*TEXTO*
%%
Não é um post bonitinho (não que algum seja)

A minha mãe teve óbito declarado às 00:13 do dia 26/10/2004, fuso horário de Fortaleza, Brasil.

Sei que nem toda a gente assinala aniversário de morte, mas eu assinalo, sim. Só ignorei o primeiro, porque ainda estava a ignorar a própria dor.

Nos anos seguintes, arranjei sempre uma forma singela de marcar o dia. Em 2007, 20 dias depois de casar, atirei o meu buquê ao mar para ela, sozinha, ali ao pé do Alcatruz. Só saí de perto quando as flores estavam completamente destruídas pela rebentação.

A cada aniversário de morte da minha mãe, despeço-me dela, digo que será o primeiro ano sem sofrimento. E nunca é. Este ano tinha em mente fazer milhentas coisas para a celebrar, mas já vi que não vai ser possível, porque já estou tristíssima, porque já estou revoltada, porque já tenho 28 anos outra vez e acabei de ficar órfã e terei de desmontar a casa em que vivemos as duas durante anos. Só as duas. E não sei ligar a máquina de lavar, tem truque. E passarei um mês a ligar-lhe para o telemóvel para comentar banalidades.

Tanta falta que ela me faz. Tantos anos a ignorar a falta que ela me fazia e, neste, logo neste, cai-me tudo em cima. Já disse várias vezes que as minhas saudades não são doces, não são bonitas. As minhas saudades são ácidas, corrosivas, mazinhas. Não há ternura, não há amor, não há gratidão, nem sequer há um vazio.

É uma ferida que está ali, aparentemente cicatrizada, juramos que está cicatrizada, mas que de vez em quando lá vem qualquer coisa e passa o algodão com álcool por cima. E vemos que não está cicatrizada coisíssima nenhuma, vemos que está fresca, em carne viva. Não tens mãe. Não tens a quem ligar sobre uns sapatos ou uma doença. Não tens.

sexta-feira, 24 de outubro de 2014

"Greatest love story in the world"


Notas soltas sobre mercúrio retrógrado

- Toni Morrison, a minha escritora preferida de todo o sempre, diz que ficou deprimida após a morte do pai, e que isso não foi uma coisa má; foi apenas um período de recolha, de para olhar para dentro e fechar-se em si, de não-atividade. Deprimir, para ela, acabava por ser necessário e natural.

- Os culpossauros, ao deprimirem, pensam: qual é o motivo EXATO para deprimir? Não tenho tudo? Uma família linda, saúde, dinheiro no banco? Pensa nas pessoas que não têm nada disso. Não há motivo para deprimir, vamos lá criar um plano de ataque altamente eficaz e pô-lo em execução amanhã mesmo, sem falhas. Claro que, por estarem deprimidos (versão Toni Morrison), não fazem nada disso no dia seguinte, adicionando mais uma camada de culpa ao caparro do espécime.
%%
*LINHAS FORNECIDAS*
%%
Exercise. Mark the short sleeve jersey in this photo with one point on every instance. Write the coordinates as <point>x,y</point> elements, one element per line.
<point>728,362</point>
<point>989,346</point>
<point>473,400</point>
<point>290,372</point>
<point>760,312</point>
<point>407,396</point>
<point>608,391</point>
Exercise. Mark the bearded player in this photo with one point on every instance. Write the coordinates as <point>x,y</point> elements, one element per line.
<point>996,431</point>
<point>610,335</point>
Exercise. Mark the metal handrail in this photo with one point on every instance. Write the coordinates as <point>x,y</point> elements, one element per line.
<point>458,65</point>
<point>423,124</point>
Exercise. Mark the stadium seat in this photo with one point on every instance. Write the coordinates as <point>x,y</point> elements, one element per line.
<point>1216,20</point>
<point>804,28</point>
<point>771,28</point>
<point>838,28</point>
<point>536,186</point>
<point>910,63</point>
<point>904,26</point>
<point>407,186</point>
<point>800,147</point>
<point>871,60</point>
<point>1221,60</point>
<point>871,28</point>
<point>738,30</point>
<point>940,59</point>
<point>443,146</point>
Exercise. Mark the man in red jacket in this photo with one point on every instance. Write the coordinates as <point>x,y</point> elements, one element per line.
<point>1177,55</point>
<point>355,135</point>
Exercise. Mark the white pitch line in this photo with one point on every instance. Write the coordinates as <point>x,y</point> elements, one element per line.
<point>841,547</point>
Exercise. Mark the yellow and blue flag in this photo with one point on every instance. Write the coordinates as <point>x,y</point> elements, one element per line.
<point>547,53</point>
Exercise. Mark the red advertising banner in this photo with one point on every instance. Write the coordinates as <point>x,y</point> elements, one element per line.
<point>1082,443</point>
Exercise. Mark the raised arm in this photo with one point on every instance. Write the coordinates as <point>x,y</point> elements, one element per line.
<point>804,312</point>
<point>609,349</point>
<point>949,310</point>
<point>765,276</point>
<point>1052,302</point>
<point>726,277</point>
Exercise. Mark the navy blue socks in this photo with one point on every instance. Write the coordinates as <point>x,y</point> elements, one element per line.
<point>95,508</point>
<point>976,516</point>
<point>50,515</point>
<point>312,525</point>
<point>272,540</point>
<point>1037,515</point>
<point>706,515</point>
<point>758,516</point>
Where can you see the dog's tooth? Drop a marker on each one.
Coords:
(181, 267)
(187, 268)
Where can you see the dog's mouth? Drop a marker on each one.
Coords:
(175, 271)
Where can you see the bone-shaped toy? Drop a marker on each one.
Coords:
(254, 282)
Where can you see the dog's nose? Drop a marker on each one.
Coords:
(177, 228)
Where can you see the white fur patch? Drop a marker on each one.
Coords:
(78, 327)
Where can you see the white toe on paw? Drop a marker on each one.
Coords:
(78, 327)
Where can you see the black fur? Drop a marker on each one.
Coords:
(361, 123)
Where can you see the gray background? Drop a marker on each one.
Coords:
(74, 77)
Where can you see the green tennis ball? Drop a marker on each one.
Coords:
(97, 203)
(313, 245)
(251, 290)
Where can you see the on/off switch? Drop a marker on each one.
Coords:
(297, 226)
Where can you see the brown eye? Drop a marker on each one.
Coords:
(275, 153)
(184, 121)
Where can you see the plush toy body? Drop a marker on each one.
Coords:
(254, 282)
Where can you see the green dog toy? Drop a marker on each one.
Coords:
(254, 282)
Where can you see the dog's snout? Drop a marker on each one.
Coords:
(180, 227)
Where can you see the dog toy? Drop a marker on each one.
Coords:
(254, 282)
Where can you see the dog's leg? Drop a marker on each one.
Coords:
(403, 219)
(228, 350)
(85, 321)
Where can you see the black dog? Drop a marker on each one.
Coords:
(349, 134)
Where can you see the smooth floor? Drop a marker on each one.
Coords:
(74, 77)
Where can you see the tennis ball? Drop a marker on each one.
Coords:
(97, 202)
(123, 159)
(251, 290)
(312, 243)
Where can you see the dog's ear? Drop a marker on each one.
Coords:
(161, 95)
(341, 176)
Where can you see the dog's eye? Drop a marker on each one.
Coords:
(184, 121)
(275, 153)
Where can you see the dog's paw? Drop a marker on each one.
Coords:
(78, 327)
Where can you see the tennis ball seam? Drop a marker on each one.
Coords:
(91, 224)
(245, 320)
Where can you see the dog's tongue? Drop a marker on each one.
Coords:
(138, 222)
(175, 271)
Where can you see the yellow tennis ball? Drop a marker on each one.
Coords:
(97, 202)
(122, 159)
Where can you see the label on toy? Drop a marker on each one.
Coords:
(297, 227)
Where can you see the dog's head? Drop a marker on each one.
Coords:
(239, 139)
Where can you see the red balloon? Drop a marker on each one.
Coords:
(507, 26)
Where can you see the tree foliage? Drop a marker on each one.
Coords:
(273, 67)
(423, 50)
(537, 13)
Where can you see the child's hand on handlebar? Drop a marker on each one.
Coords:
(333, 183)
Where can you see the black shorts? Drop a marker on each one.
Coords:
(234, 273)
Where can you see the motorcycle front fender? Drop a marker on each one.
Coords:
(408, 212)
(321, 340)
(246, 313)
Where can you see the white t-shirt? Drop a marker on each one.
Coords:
%%
*APLIQUE A LEITURA*
A: Copie do texto o trecho que começa em "É uma ferida" e termina em "doença. Não tens.".
B: Segundo o texto, o que foi feito com o buquê em 2007?

*RESPOSTAS DO EXERCÍCIO*
A:
É uma ferida que está ali, aparentemente cicatrizada, juramos que está cicatrizada, mas que de vez em quando lá vem qualquer coisa e passa o algodão com álcool por cima. E vemos que não está cicatrizada coisíssima nenhuma, vemos que está fresca, em carne viva. Não tens mãe. Não tens a quem ligar sobre uns sapatos ou uma doença. Não tens.

B: Foi atirado ao mar, ali ao pé do Alcatruz, 20 dias depois do casamento.